**EXERCISE DESCRIPTION:**
Rescale the part of the records that opens with the line containing "Target: hazy blue sky" and closes with the line containing "Target: calm water surface", both included. Reproduce every line in that span, with each coordinate in the answers multiplied by 0.5 and rounded to a whole number (halves round up), and give only those lines.

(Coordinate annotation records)
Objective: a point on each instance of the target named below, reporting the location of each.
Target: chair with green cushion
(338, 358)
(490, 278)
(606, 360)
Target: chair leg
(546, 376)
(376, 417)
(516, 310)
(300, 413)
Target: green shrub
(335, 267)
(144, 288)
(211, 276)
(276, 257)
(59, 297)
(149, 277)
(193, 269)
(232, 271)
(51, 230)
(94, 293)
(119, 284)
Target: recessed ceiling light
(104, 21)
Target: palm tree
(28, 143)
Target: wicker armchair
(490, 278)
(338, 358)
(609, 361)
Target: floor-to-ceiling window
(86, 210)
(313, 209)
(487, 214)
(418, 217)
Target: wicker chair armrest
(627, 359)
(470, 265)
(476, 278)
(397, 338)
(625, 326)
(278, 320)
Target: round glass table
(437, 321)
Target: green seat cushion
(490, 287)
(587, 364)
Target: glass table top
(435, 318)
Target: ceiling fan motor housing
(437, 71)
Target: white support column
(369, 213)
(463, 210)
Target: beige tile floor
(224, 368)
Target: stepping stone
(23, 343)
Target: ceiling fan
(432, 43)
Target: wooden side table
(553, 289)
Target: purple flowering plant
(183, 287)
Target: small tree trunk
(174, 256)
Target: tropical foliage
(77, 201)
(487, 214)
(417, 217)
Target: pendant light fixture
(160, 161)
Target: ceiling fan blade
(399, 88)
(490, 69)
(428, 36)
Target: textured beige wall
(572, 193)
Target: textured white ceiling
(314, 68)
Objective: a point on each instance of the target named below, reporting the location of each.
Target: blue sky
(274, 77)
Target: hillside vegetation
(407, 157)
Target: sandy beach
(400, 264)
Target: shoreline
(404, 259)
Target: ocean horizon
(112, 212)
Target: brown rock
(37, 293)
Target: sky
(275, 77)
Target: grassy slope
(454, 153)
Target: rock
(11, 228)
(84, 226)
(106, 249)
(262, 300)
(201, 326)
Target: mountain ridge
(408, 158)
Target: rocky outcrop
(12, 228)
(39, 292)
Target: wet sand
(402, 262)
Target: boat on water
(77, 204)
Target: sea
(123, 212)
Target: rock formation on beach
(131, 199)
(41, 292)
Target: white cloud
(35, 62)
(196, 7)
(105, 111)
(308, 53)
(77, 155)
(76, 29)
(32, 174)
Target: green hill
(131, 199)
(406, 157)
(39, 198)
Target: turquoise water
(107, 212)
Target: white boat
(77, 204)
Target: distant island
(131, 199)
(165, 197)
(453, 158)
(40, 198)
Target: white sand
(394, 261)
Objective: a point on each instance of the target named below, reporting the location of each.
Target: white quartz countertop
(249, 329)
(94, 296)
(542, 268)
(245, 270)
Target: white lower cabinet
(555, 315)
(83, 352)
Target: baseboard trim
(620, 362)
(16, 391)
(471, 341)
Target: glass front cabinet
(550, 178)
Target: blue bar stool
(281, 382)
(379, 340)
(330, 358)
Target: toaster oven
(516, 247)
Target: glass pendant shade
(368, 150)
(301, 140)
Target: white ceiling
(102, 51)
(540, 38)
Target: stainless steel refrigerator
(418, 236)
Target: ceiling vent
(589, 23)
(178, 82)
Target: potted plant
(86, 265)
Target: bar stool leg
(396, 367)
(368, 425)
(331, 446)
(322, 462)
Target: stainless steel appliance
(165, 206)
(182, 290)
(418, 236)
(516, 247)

==

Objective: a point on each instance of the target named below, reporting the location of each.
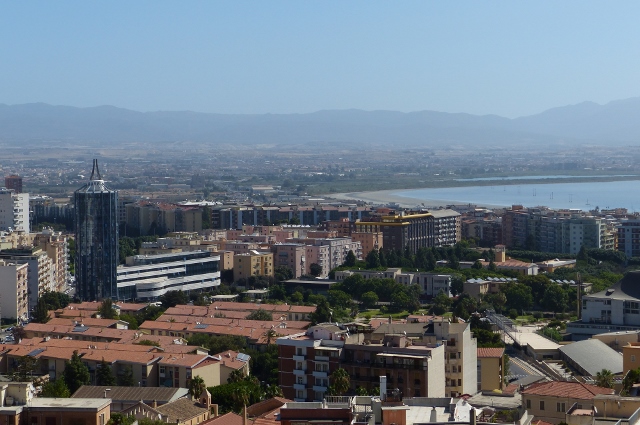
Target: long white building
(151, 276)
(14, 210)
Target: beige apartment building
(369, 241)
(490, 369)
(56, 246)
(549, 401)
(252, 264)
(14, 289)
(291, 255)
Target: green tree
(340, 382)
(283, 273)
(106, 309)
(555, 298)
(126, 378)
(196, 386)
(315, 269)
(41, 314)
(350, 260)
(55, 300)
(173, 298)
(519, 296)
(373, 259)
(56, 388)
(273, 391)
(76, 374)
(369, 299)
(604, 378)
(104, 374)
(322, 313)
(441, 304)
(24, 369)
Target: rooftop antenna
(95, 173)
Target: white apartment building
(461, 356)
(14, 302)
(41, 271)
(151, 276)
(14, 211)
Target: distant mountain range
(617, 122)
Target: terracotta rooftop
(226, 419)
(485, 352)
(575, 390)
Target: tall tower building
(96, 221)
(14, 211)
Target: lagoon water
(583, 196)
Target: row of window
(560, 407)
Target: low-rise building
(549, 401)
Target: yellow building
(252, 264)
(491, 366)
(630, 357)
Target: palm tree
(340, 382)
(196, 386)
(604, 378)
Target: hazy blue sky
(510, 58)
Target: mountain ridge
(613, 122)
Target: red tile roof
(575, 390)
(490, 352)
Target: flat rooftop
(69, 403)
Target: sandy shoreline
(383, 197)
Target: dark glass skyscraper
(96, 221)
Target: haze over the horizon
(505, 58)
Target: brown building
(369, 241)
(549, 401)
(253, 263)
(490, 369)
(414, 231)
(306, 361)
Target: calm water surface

**RESULT OF THE TASK:**
Target: hazy blue sky
(255, 29)
Target: mountain ridge
(307, 61)
Target: red tile roof
(288, 195)
(245, 176)
Target: flat rooftop
(35, 202)
Target: sandy shoreline
(192, 99)
Target: dark glass skyscraper
(48, 111)
Target: haze over the horizon
(253, 29)
Target: brown building
(185, 121)
(275, 201)
(127, 132)
(245, 185)
(207, 116)
(153, 181)
Target: calm water surface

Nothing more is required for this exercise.